Figure 6.Two-band approximation of strong mode coupling. Comparison of the exact solution and approximate two-band model of strong coupling between the modes ${\mathrm{TE}}_{\mathrm{1,1},0}$ and ${\mathrm{TM}}_{\mathrm{1,1},1}$. Green dashed lines are visual guides.

The conventional method to characterize strength of mode coupling is the Rabi frequency ${\mathrm{\Omega}}_{\mathrm{R}}$, which is a half of minimal distance between the dispersion curves of coupled modes (see Fig. 6). For the two resonances to be spectrally separable, the minimum mode-splitting needs to be greater than the sum of the half linewidths of the modes, which is a necessary condition to observe strong coupling.60 For the avoided resonance crossing under consideration ${\mathrm{\Omega}}_{\mathrm{R}}r/c=0.018$, which is 35 times higher than the sum of the half linewidths, and which clearly manifests the strong coupling of modes.

2.5 Effect of Material Losses

For the cylindrical resonator analyzed above, we neglect the material losses and take into account only the radiative ones. Here, we analyze the effect of material losses on the quality factor of quasi-BIC and on the conditions of strong coupling. Figure 7(a) shows the dependence of the total quality factor $Q$ on the aspect ratio for the high-frequency mode in the vicinity of the avoided crossing regime between the modes ${\mathrm{TE}}_{\mathrm{1,1},0}$ and ${\mathrm{TM}}_{\mathrm{1,1},1}$ at different material loss level. One can see that the $Q$-factor strongly depends on the material losses and could be substantially decreased. In the presence of material losses, the total ${Q}_{\mathrm{tot}}$ factor could be estimated as $${Q}_{\mathrm{tot}}^{-1}={Q}_{\mathrm{rad}}^{-1}+{Q}_{\mathrm{mat}}^{-1},$$where ${Q}_{\mathrm{rad}}$ and ${Q}_{\mathrm{mat}}$ are responsible for the radiative and material losses, respectively. Therefore, the results obtained for the lossless cavity are justified and ${Q}_{\mathrm{tot}}\approx {Q}_{\mathrm{rad}}$ if the radiative losses are dominant (${Q}_{\mathrm{rad}}>{Q}_{\mathrm{mat}}$).

Figure 7.Effect of material losses on the regime of strong coupling and quasi-BIC. (a) Dependence of the total quality-factor $Q$ on the aspect ratio for various levels of material losses. (b) Dependence of Rabi frequency and sum of half linewidths of the coupled modes on the level of material losses. Insets visualize the ratio between Ω_{R} and linewidths. Here, ${\gamma}_{+}$ and ${\gamma}_{-}$ are the damping rates of the modes of the diagonalized Hamiltonian [Eq. (10)].

Recorded data:
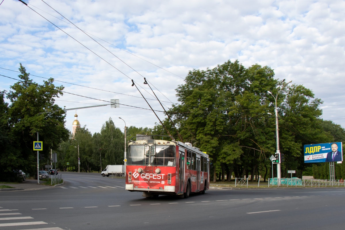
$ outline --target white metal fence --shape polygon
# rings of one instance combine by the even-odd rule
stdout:
[[[345,187],[343,180],[320,180],[320,179],[300,179],[299,178],[268,178],[268,187]],[[236,187],[236,185],[235,186]]]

The request:
Copy out word for word everything in the mode coupling text from "Figure 7.Effect of" down to "Hamiltonian [Eq. (10)].".

Solved exercise:
Figure 7.Effect of material losses on the regime of strong coupling and quasi-BIC. (a) Dependence of the total quality-factor $Q$ on the aspect ratio for various levels of material losses. (b) Dependence of Rabi frequency and sum of half linewidths of the coupled modes on the level of material losses. Insets visualize the ratio between Ω_{R} and linewidths. Here, ${\gamma}_{+}$ and ${\gamma}_{-}$ are the damping rates of the modes of the diagonalized Hamiltonian [Eq. (10)].